**** Records supplied

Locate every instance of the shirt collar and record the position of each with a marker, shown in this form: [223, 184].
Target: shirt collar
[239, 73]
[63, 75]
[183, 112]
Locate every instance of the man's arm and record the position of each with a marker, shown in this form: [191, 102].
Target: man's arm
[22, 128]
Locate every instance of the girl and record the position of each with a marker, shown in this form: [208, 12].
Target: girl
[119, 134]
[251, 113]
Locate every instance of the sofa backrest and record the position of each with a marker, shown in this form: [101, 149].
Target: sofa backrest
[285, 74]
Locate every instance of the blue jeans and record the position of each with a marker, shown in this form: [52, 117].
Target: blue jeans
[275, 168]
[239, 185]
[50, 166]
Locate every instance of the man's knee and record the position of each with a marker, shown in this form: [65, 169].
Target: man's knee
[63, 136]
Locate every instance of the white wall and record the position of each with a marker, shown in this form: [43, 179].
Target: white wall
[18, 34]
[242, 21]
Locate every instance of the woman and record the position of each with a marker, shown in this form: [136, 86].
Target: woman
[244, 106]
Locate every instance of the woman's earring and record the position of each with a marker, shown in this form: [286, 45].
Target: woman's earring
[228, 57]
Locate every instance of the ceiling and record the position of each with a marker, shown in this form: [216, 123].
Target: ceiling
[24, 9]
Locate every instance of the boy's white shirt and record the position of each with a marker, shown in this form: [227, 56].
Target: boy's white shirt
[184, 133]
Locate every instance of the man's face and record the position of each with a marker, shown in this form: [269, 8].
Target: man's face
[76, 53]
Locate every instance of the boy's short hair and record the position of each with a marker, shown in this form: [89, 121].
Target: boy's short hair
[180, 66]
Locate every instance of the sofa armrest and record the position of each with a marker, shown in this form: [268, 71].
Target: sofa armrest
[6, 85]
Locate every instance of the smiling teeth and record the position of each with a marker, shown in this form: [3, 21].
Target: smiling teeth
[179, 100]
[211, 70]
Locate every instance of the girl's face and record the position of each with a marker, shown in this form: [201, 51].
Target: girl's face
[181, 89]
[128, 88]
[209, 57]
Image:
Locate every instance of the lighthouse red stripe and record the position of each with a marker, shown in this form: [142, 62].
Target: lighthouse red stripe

********

Task description: Please rename "sofa" to "couch" everywhere it occurs in the material above, and give the material again with everything else left unchanged.

Expected answer:
Locate every instance of the shirt collar and record the position of each with a marker, shown in this form: [223, 184].
Target: shirt collar
[239, 73]
[63, 75]
[183, 112]
Locate every instance of the man's arm and record the position of each with a marker, shown in this form: [191, 102].
Target: man's arm
[22, 128]
Locate every instance of the girl and record the position of each with a marker, shown in this form: [208, 12].
Target: girl
[119, 134]
[251, 113]
Locate every instance of the couch backrest and record the position of each with a marker, shown in this form: [101, 149].
Target: couch backrest
[285, 74]
Locate every instance of the blue jeans and record the position of each with a marker, shown in this form: [52, 117].
Target: blue jeans
[275, 168]
[239, 185]
[50, 166]
Locate every instance of the man's knee and record the position of each with a marker, shown in this form: [65, 169].
Target: man's knee
[63, 136]
Locate every instance of the white wall and record the position of each with a marker, shown in this form: [43, 179].
Target: white wall
[18, 34]
[242, 21]
Locate every instance of the woman and record the position of each with a marker, shown in this form: [136, 86].
Target: woman
[244, 106]
Locate every instance of the woman's earring and record the position of each with a marker, shown in this form: [286, 45].
Target: woman's earring
[228, 57]
Locate every instance of the ceiling and record the position of each with a marker, shown in this form: [216, 123].
Target: ceiling
[24, 9]
Locate every instance of the boy's white shirt and record the position of each with a marker, shown in this form: [227, 56].
Target: boy's white shirt
[184, 133]
Locate every instance of the man's face and record the position of each with a marker, shown in this form: [269, 8].
Target: man's face
[76, 53]
Locate every instance of the boy's short hair and record the position of each with a marker, shown in this form: [89, 121].
Target: boy's short hair
[180, 66]
Locate every instance of the couch armrest and record the position of each with a marker, shown in this form: [268, 71].
Target: couch armrest
[6, 85]
Locate every instance of the smiling teeth and record the position of each with a marker, shown in this form: [3, 21].
Target: smiling teeth
[179, 100]
[211, 70]
Locate every instance of the girl's face and record the position of each with a marker, shown in this form: [201, 51].
Target: girl's face
[181, 89]
[128, 88]
[209, 57]
Image:
Locate every instance of the lighthouse red stripe and record the position of each with a marker, shown in this form: [142, 62].
Target: lighthouse red stripe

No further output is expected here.